→ **Aim of the exercise**
Copy out exactly every line from the line containing "Each instance of the wooden board" until the records below end, inclusive of both boundary lines.

→ **Items**

## Begin

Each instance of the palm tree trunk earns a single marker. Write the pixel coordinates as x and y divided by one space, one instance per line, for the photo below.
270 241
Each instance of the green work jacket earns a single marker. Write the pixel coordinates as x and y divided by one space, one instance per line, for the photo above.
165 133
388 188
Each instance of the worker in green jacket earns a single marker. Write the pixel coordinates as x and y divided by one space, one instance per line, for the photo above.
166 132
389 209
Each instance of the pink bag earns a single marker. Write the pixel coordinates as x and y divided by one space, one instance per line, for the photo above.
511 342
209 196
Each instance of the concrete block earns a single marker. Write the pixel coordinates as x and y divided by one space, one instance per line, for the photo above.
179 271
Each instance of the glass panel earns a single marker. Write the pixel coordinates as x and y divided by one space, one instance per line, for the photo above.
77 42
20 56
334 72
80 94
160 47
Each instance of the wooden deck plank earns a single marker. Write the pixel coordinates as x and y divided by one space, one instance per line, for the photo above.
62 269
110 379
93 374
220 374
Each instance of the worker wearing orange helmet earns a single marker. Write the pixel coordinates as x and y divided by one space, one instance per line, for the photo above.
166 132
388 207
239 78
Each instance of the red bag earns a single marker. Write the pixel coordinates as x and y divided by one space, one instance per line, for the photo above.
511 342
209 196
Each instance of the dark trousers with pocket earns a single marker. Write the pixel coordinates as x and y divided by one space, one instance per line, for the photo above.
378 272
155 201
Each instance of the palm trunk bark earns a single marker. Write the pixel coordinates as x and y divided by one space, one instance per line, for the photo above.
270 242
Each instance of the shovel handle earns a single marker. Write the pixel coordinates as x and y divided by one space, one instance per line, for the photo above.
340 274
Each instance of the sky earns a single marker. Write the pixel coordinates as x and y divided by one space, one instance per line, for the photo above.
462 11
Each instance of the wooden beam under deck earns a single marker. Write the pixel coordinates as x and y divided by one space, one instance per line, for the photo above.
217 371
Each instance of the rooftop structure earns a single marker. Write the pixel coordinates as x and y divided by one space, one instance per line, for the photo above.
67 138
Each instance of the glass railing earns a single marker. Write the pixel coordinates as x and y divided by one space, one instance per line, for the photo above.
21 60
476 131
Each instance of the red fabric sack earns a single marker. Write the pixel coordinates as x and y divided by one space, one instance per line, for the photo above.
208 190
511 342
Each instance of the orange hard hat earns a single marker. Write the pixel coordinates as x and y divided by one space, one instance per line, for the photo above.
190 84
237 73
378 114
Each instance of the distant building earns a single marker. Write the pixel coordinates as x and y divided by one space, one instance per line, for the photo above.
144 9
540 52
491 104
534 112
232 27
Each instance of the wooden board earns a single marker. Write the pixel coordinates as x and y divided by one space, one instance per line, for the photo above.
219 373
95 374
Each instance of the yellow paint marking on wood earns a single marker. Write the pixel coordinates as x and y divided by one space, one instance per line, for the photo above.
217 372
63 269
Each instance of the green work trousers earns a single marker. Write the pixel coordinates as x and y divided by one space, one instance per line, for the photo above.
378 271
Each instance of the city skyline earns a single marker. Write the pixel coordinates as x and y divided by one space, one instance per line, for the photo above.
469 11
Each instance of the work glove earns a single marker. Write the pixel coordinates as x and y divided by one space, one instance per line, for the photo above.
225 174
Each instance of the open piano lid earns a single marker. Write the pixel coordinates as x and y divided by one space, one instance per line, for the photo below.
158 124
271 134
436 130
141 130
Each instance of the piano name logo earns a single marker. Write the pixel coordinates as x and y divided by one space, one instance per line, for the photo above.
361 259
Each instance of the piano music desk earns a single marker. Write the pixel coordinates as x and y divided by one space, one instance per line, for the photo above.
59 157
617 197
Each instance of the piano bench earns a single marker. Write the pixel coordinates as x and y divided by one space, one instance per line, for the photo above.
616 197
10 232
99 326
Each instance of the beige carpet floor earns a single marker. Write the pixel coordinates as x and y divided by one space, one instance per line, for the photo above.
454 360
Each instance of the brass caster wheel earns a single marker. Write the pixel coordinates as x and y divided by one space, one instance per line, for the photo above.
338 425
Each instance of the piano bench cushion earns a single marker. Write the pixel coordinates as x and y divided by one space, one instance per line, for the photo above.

## End

→ **Problem solution**
Each instance of the wooden board earns a single marker. Write the pixel coordinates as x and y divided by one space, one instance per line, for the photo above.
219 373
95 374
Each instance of the yellow paint marking on wood earns a single marker. Write the pixel coordinates as x and y divided by one space, one instance per line, for the photo above.
217 372
63 269
Each instance of the green work trousers earns a single marker. Write the pixel coordinates as x and y divided by one space, one instance per line, for the photo above.
378 271
Each instance of the city skyline earns a single marker. Write the pixel coordinates as x and y divided by one space, one instance per line, for the photo above.
469 11
Each instance of the work glove earns a single marker. Write the pixel coordinates as x and y divided by one space, one instance per line, for the photo above.
225 174
Each instance of the open piano lid earns a single marker. Write the pixel coordinates as x and y divided by one space, one instance per line, for the photo below.
158 124
271 134
436 130
141 130
Each instance of the piano name logo earns a single marker. Write the pixel coordinates as x and y divided by one space, one instance per line, for the photo above.
361 259
Each instance of the piano music desk earns a single marker. Write the pixel coordinates as x and y divided by one space, one instance per line, for the photo above.
59 157
617 197
Each instance of the piano bench earns a single marker. Write the pixel coordinates as x and y divided by one space, one instance per line, for the photo above.
616 197
10 232
99 326
Each instance of the beige carpet floor earns a single marker. Write the pixel coordinates as x and y divided by one space, one instance per line, for the photo above.
454 360
Each instance of the brass caster wheel earns a single marker. Write the pixel coordinates as x and y divided by one space, one instance per line, for the photo above.
338 425
Each instance of the piano bench cushion earns a single marker. Write the pixel coordinates as x and y divided by one space, one instance per line, for the photo above.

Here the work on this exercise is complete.